Could you rewrite the items below, substituting "coarse mask" for every "rough mask" and changing nothing else? Leave the pictures out of your answer.

---------- Supplied records ----------

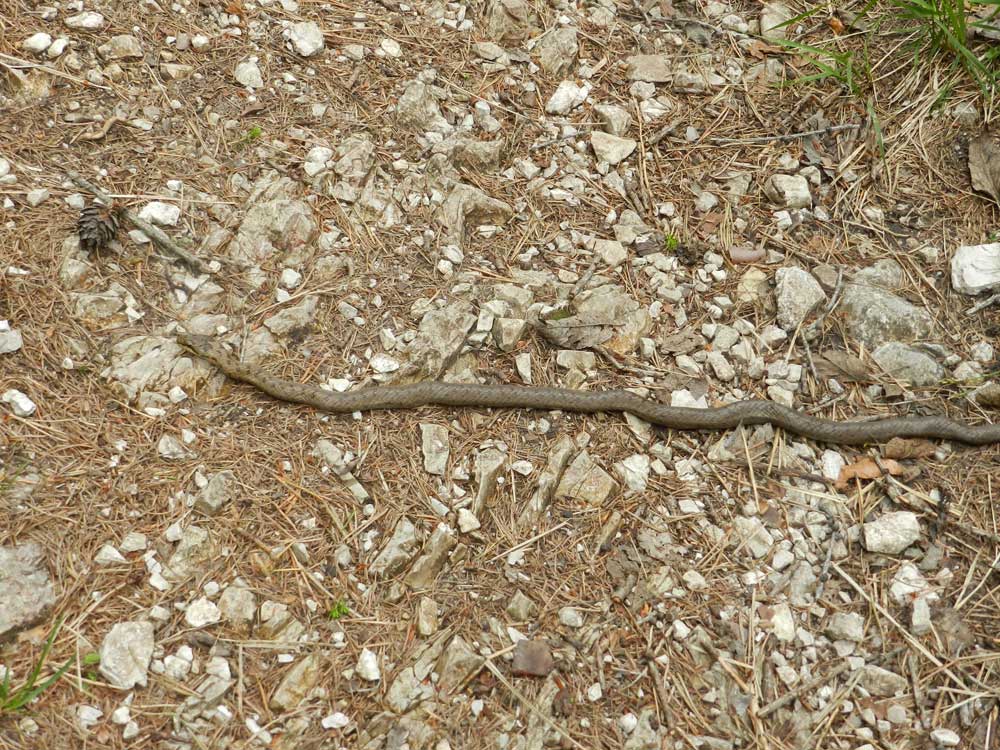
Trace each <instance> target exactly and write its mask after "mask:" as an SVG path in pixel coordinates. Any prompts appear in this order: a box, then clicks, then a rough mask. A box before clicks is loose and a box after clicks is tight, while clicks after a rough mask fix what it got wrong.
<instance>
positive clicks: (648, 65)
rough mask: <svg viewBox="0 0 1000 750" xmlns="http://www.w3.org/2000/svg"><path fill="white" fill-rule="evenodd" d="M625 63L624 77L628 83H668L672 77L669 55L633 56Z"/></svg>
mask: <svg viewBox="0 0 1000 750" xmlns="http://www.w3.org/2000/svg"><path fill="white" fill-rule="evenodd" d="M625 63H626V65H627V69H626V73H625V75H626V76H627V77H628V79H629V80H630V81H648V82H649V83H668V82H669V81H670V80H672V79H673V76H674V70H673V66H672V65H671V57H670V56H669V55H633V56H632V57H629V58H627V59H626V60H625Z"/></svg>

----------

• Answer to the problem
Trace each <instance> target exactly and write its mask after "mask:" as an SVG path in pixel coordinates. Any prompts appear in this order: a box, then clicks, then a coarse mask. A box before clicks is loose and a box after clicks is tight, while clicks after a coarse mask fix what it got wrong.
<instance>
positive clicks: (648, 65)
coarse mask: <svg viewBox="0 0 1000 750" xmlns="http://www.w3.org/2000/svg"><path fill="white" fill-rule="evenodd" d="M625 63L624 77L628 83H668L672 77L669 55L633 56Z"/></svg>
mask: <svg viewBox="0 0 1000 750" xmlns="http://www.w3.org/2000/svg"><path fill="white" fill-rule="evenodd" d="M625 63H626V65H627V69H626V73H625V75H626V76H627V77H628V79H629V80H630V81H648V82H649V83H668V82H669V81H670V80H672V79H673V76H674V70H673V66H672V65H671V57H670V56H669V55H633V56H632V57H629V58H627V59H626V60H625Z"/></svg>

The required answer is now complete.